[START Source]

Quest is a 1996 German animated short film directed by Tyron Montgomery, written (story) and produced by Thomas Stellmach at the University of Kassel - Art College. After four years of production it won several awards including the Academy Award for Best Animated Short Film.

Supported by the German Federal Film Board and the Cultural Film Fund of the State of Hessian the puppet animation film was shot frame by frame with an ARRI II BV and a self constructed single frame motor. The character was made of brass skeleton, latex foam and sand. Together with the flying paper, the falling stones and the rotating machines the puppet was manipulated and photographed 19,000 times and reviewed only by video control. No digital compositing software was used.

Quest is distributed by Thomas Stellmach. It is part of the Animation Show of Shows as well.

Story
In quest of water, a sand puppet leaves the sand world in which it lives. It wanders through other worlds made of paper, stone and iron, following the sound of dripping water. In the end the sand puppet manages to reach the water... in a very tragic way.

[END Source]
[START Excerpted records]

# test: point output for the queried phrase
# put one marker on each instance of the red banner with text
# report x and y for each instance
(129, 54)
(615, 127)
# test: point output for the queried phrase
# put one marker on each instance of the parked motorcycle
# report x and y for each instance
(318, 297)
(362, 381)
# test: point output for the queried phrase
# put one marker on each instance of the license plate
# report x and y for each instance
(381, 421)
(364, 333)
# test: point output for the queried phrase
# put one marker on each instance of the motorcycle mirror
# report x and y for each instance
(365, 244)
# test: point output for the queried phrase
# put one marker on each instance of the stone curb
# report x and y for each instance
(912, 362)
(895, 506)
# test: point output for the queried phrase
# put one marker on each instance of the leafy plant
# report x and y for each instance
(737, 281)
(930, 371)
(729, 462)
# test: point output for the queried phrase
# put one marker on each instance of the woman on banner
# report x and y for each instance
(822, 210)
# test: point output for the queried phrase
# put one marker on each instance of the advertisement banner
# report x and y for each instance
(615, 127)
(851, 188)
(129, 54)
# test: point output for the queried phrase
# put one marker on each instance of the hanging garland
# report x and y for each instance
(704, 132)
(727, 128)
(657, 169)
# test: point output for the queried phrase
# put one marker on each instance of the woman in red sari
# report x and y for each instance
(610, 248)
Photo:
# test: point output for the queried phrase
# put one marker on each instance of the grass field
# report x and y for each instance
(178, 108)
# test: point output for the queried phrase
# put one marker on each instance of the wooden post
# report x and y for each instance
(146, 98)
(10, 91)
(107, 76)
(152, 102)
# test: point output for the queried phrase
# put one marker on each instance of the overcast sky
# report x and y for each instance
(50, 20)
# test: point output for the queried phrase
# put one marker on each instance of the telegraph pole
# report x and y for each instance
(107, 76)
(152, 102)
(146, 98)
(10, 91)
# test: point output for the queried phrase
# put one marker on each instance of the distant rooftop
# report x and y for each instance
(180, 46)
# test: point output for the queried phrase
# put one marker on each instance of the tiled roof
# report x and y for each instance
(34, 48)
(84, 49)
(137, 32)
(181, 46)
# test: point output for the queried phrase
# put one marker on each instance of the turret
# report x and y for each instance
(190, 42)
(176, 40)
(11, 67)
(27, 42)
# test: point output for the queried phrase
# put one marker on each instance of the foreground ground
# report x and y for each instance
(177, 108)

[END Excerpted records]

Rewrite the passage on Quest, beginning at the words "Supported by the" and stopping after "Shows as well.", but switch "brass" to "copper". Rely solely on the passage on Quest.

Supported by the German Federal Film Board and the Cultural Film Fund of the State of Hessian the puppet animation film was shot frame by frame with an ARRI II BV and a self constructed single frame motor. The character was made of copper skeleton, latex foam and sand. Together with the flying paper, the falling stones and the rotating machines the puppet was manipulated and photographed 19,000 times and reviewed only by video control. No digital compositing software was used.

Quest is distributed by Thomas Stellmach. It is part of the Animation Show of Shows as well.